### [TASK]
Every entry below should be written out exactly, and no image should appear.

### [RECORDS TO PROCESS]
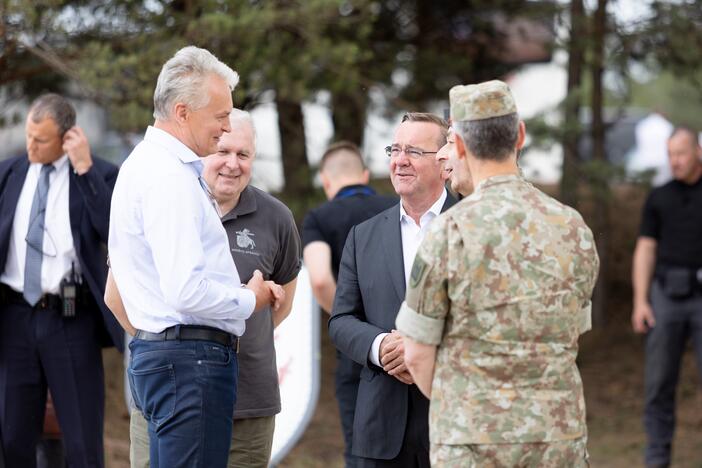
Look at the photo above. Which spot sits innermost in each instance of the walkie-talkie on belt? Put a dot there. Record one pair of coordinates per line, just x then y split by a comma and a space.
68, 294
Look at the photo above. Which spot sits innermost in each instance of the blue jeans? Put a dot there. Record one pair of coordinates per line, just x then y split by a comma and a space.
186, 390
676, 321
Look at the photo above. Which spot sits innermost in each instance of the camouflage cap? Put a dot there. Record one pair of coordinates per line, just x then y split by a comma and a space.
481, 101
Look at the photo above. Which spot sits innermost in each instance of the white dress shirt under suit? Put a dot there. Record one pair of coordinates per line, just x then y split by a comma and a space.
412, 235
59, 252
169, 252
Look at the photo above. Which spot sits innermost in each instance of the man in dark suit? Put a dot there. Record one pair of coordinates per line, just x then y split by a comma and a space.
325, 228
390, 423
54, 212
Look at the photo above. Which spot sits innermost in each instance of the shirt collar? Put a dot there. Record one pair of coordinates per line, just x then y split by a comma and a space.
435, 209
497, 180
173, 145
247, 204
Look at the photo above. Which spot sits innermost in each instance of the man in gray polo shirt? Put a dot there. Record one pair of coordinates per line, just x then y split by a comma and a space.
262, 235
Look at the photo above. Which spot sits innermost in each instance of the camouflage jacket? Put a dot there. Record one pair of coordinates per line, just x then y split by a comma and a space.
502, 285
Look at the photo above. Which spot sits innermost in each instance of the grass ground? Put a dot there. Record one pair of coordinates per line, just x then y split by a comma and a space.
611, 363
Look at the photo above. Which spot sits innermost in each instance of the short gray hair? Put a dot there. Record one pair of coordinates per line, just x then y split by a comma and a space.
238, 116
430, 118
182, 80
55, 107
490, 139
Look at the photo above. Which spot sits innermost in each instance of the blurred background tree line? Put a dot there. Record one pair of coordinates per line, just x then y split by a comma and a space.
411, 52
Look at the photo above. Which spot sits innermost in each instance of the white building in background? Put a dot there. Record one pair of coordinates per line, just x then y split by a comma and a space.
538, 89
651, 152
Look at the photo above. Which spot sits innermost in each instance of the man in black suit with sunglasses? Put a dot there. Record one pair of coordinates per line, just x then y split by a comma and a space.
54, 213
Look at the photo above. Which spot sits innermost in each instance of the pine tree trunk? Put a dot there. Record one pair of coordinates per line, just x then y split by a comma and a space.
296, 169
571, 120
600, 186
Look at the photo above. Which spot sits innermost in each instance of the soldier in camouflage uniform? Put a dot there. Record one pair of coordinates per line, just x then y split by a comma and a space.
498, 296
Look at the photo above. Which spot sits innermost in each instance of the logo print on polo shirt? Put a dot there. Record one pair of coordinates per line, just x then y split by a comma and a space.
244, 240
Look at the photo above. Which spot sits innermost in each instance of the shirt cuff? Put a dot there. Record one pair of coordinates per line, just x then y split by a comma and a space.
246, 301
419, 327
374, 354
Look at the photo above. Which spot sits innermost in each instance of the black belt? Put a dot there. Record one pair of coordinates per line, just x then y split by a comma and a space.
46, 301
191, 332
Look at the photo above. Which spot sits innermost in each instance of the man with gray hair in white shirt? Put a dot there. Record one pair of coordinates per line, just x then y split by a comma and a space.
171, 263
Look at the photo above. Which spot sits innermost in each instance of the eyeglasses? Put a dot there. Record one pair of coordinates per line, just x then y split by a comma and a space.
394, 151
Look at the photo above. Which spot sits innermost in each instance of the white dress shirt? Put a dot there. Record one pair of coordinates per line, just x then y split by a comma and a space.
412, 235
59, 253
169, 252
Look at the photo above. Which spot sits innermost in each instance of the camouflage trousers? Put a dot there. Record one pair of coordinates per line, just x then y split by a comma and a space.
558, 454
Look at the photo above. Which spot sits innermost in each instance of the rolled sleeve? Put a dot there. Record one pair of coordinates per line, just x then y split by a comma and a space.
421, 328
423, 314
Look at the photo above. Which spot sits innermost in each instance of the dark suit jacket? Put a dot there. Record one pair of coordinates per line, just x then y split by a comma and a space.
89, 199
369, 294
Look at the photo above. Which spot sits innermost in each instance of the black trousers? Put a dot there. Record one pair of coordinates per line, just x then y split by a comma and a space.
415, 443
40, 349
348, 373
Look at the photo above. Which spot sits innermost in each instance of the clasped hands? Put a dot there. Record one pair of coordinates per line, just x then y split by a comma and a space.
267, 292
392, 357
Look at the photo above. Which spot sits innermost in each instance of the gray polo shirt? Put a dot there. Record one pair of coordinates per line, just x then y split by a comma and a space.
262, 235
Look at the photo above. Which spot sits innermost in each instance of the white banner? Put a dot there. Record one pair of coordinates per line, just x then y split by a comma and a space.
297, 343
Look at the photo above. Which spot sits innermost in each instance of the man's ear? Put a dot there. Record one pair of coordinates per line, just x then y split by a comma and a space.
521, 135
365, 177
325, 180
461, 149
180, 112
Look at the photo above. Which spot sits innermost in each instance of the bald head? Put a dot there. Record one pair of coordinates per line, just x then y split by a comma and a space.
342, 165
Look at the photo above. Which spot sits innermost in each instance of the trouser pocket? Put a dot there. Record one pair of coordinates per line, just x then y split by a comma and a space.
154, 392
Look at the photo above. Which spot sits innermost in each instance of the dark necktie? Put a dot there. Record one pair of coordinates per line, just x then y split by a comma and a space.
35, 238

### [THE ANSWER]
Look at the photo above. Which spot sits innermost in each instance of the walkie-talkie on belt? Put a dot there. Record one pair of coordinates per line, just x then y split by a comma and a space.
68, 294
Look at the photo above. Which spot sits innermost in each instance of the blue jeans? Put a dot there. Record one pair of coordinates per line, just x then y split by a comma and a space.
186, 390
676, 321
Look at the photo above. Which spot sits innermost in each instance of the camouflage cap? Put a dot there. Record one pair of coordinates per line, just x then y split by a comma and a space.
481, 101
Look at the photo above. Which spot sits innermost in each instance of the white dress shirt under suit? Put a dot there. Record one pair of coordinates per line, just x then y split by a comma and a space.
412, 235
59, 252
169, 252
Look at the photo above. Which spot sits innermost in each instance of the man in dark suit? Put a dot there. Record one pair of coordinates per line, just x then y split by a comma and a space.
325, 228
390, 423
54, 212
Look at the photo above. Which spot sits innermost in each instance of the shirt collar? Put a dot there. Record one pair of coordinates per line, just x then y split by a comma and a space.
435, 209
497, 180
173, 145
247, 204
Look at the photo above. Which spot sits innermost in each instance of the man in gray polo shirt? Put a dot there. Record one pair of coordinates per line, just x then y split by a comma and a space.
262, 235
Look at the photo above. Which spot sits innermost in each instance of the camouflage jacket? Put a dot there. Record one pair of coordinates per line, just x then y split by a comma and a space.
502, 285
Look at the photo above. Which spot sits innermost in each instance of the grass ground? Put a dot there. Record one pair of coordinates per line, just x then y split by a comma and a space.
611, 363
Look at the photo above. Which spot sits innermost in each instance of the short gray hair? Put a dot there. Record one pair of coordinates per line, just x then y split by a comma and a space.
238, 116
430, 118
182, 80
55, 107
490, 139
Look at the photo above. Which spot sits innermost in each instance of the blurred background tree line? Put a dot there. Record one pair of coordinates per line, just x then y split by a comma and a space.
411, 52
Look at the photo above. Which spot sits innermost in each instance of the white building in background? Put a dot there. Record one pair of coordinates per line, just x then y split by a comma and a space.
538, 89
651, 152
Look at the photo above. Which spot sits innermost in each instance of the man in black suit with sunglasses? Put a dot there. Record one pair of coordinates per line, just x then y split by a comma and a space.
54, 213
Look at the photo above. Which spot sits innermost in each instance of the pine tree trunk? Put a dot there. Record one pair of coordinates per line, just x then y split by a comma and a space.
296, 169
571, 120
600, 186
Look at the photo above. Which spot sits innermost in each instance of the soldier in camouflage uniform? Put a dot there. Record one pair of coordinates per line, just x then y split by a comma and a space.
498, 296
Look at the photo above. Which spot sits innermost in each instance of the logo print on polo shirt? Put a dot there. Record one pair of coordinates per line, just x then y split by a comma and a space.
244, 240
Look at the photo above. Which spot sits innermost in each instance of the shirt cuff? Put a dot there. Record one pair of coordinates per line, just x then y split by a comma and a space.
246, 301
419, 327
374, 354
Look at the photo above. Which spot sits innermost in each instance of the black belt? Put a dot there. Record one pair of coordinates per line, just x then y split by a comma and a space.
46, 301
191, 332
Look at the photo above. Which spot sits innermost in each instance of the man with gray hair in white shirt? Put a dot there. Record one pair of coordinates per line, just x then y split by a comma and a space.
171, 263
Look at the photo above. Which spot sits innermost in each instance of the eyeglasses? Put a dot there. Record one pair of coordinates per line, just x then y split by a comma and a space.
394, 151
Look at the photo above. Which spot sits innermost in each instance of the white dress shirt? Put a dot there. Record one pair of coordinates per line, just x then y split by a comma and a space.
412, 235
59, 253
169, 252
Look at the photo above. Which spot sits innermost in each instance of the camouflage trousers? Put a dot there. Record one pair of coordinates per line, just x then y split by a comma and a space.
558, 454
Look at the photo above. Which spot sits innermost in each instance of the rolled sleeve? Put a dot there. Record one pair of coordinates per line, just x then y split by a comma and a space.
421, 328
423, 314
Look at the photo above. Which spot sits innermost in each instance of the dark suit jacket? Put a dot there. Record one pair of coordinates per line, just x then y split by a comma and a space.
89, 199
369, 294
Look at the photo above. Which spot sits innermost in each instance of the black trousers? Put a dot there. Record one pair of coordinates per line, just x then y split by a comma and a space.
415, 443
40, 349
348, 373
Look at the photo above. Which spot sits innermost in each instance of the clasped hands? Put a dot there. Record one pair of coordinates per line, just x then y split by a comma and a space.
267, 292
392, 357
Look at the photo above. Which spot sits innermost in each instance of the gray polo shirt? Put a dot there. Record one pair of coordinates per line, just x then y split by a comma and a space.
262, 235
Look at the photo above. Which spot sits innermost in each instance of the white banner? Put a dot there. Record one pair of coordinates per line, just x then y split by a comma and a space.
297, 343
Look at the photo above. Which spot sits innermost in each instance of the man's ear? Put a dot there. Record one pair of coordinates per line, just x then y split by a comma and a space.
521, 135
365, 177
325, 180
461, 149
180, 112
Look at the photo above. Which spot sits innermost in each instance of the bald head? Put a dot there. Record one pair of coordinates per line, just x then y split by a comma and a space.
342, 165
Look at the photo above. Which spot sits innermost in each instance of the trouser pocket? Put a dot there. Record one pair of coordinates per line, just x then y split by a comma and a space.
154, 392
Look at the photo above. Which spot sits innermost in each instance of the dark necktie? Put a dot there. Record one pair of coordinates per line, just x then y split by a comma and a space.
35, 238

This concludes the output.